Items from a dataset
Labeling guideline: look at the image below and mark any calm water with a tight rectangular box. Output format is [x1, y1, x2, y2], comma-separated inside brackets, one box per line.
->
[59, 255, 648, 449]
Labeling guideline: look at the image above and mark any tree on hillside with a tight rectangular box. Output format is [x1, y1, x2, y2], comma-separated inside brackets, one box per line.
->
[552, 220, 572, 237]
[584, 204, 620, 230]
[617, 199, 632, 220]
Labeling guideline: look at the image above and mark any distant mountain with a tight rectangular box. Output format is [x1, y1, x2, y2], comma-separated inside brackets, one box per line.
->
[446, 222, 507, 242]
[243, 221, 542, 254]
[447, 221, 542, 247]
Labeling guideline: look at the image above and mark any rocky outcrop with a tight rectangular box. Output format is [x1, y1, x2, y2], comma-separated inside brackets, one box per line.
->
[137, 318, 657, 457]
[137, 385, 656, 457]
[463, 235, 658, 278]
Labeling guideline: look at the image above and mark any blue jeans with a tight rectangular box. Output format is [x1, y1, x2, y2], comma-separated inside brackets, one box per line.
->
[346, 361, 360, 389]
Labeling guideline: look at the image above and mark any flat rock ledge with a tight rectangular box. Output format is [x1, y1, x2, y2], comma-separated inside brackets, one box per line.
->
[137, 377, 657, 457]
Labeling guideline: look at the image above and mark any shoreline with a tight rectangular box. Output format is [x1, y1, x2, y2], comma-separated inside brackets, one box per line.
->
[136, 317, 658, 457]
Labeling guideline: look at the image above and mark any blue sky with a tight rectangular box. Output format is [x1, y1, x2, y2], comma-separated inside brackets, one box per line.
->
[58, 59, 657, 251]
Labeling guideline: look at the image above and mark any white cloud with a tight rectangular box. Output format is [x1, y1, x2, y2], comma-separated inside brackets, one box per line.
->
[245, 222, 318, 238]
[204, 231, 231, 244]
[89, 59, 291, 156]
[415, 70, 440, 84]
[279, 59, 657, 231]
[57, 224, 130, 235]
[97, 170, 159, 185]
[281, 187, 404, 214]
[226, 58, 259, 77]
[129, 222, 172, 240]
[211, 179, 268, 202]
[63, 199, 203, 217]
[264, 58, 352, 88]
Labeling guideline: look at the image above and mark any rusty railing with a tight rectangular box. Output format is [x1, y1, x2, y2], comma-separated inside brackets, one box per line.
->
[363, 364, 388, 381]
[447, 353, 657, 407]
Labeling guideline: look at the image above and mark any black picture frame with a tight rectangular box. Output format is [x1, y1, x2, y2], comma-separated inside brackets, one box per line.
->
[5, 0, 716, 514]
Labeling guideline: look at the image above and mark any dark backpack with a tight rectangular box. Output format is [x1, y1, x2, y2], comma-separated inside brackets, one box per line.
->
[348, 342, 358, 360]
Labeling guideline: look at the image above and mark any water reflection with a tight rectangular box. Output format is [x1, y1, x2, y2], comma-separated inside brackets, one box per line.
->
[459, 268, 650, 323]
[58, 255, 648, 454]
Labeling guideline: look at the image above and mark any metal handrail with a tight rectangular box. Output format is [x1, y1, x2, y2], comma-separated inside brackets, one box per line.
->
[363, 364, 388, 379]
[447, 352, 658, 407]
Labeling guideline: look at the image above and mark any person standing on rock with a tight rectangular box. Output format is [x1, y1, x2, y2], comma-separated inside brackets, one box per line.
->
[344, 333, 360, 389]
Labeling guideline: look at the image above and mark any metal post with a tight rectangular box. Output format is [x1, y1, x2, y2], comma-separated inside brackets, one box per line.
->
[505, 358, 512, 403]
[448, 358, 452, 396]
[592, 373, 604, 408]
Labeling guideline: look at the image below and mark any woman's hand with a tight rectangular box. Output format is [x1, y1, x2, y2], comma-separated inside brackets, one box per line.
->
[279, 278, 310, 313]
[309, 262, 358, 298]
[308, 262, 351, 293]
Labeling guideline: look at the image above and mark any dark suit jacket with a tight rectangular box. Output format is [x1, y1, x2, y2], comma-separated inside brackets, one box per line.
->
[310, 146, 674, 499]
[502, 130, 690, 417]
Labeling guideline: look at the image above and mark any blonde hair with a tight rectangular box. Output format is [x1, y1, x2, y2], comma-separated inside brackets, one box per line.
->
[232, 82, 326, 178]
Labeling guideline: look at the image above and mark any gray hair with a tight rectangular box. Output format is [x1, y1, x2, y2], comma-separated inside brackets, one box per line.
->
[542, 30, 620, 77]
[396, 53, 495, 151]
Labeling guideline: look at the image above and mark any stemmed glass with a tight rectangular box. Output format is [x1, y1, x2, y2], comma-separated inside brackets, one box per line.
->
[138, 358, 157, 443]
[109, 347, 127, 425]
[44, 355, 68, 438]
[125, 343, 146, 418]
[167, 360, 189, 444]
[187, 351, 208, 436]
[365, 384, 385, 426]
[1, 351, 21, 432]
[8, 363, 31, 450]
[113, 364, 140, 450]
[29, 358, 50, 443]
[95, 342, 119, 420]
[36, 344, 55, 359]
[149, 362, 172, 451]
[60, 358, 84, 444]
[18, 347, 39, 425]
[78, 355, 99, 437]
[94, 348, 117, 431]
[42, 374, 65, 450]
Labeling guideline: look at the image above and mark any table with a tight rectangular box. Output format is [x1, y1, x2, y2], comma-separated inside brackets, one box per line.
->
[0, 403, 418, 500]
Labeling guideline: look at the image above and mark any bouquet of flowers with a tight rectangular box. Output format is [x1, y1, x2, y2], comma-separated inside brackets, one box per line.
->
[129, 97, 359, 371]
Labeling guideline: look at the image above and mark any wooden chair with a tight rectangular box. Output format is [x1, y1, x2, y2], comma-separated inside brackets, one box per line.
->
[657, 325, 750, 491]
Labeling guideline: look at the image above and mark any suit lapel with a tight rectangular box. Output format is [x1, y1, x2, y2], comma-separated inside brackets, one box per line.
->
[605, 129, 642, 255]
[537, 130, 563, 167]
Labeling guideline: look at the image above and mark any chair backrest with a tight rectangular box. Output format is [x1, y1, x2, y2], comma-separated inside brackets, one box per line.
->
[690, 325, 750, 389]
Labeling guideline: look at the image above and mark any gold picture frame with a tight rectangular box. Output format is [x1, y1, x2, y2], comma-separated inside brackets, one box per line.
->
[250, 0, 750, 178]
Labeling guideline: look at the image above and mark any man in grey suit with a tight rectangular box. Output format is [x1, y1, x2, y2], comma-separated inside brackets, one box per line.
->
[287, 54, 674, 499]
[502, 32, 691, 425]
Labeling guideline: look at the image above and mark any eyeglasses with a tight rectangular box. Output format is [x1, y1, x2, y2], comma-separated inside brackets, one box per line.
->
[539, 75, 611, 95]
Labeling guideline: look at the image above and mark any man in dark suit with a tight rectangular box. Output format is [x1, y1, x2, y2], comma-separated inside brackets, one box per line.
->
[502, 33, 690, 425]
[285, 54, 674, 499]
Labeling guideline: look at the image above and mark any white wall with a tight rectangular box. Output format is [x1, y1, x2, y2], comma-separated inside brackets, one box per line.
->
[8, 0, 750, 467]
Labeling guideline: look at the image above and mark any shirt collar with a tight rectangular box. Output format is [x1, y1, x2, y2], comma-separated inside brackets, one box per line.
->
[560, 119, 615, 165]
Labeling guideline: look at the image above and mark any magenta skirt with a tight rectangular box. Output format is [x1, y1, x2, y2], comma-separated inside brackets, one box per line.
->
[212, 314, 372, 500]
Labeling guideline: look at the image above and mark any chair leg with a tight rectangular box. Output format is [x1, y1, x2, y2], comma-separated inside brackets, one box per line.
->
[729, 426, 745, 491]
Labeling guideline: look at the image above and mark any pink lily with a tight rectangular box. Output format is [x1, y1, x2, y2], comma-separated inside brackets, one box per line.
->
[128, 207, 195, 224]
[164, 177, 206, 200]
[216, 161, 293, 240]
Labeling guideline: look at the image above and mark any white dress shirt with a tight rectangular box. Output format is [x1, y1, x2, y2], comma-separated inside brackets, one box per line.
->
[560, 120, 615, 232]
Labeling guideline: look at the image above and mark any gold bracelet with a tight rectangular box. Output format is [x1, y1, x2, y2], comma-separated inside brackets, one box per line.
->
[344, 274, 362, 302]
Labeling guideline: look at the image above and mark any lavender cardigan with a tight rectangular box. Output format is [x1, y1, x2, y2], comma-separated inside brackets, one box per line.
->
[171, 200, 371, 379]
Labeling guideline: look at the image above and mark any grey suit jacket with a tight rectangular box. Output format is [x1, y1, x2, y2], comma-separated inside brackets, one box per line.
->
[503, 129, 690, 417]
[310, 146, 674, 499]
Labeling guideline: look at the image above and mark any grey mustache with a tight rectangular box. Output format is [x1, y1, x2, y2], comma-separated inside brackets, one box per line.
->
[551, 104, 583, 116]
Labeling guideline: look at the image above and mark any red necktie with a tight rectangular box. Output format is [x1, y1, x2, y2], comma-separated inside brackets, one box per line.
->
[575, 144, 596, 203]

__YOUR TASK__:
Rewrite the lines of the material from the one containing "any dark suit" through the one containing "[396, 53, 495, 151]", switching "tight rectangular box" to "snug rectangular frame" and leaving everything else unchanged.

__SOLUTION FOR THIS EXERCISE__:
Labeling guideline: look at the image above and mark any dark suit jacket with a snug rectangular frame. Output format is [x1, y1, x2, y2], comma-separated inside brackets, one box per line.
->
[310, 146, 674, 499]
[502, 130, 690, 417]
Labeling guideline: look at the image above and mark any blonde hair with a snug rectangular frame. Output format is [x1, y1, x2, y2], comma-separated inside brackets, one box per line.
->
[232, 82, 326, 178]
Labeling guideline: look at the image above and mark any gray hair with a snug rectangular frame. Output format is [x1, y1, x2, y2], comma-separated inside brackets, one box per line.
->
[542, 30, 620, 77]
[396, 53, 495, 151]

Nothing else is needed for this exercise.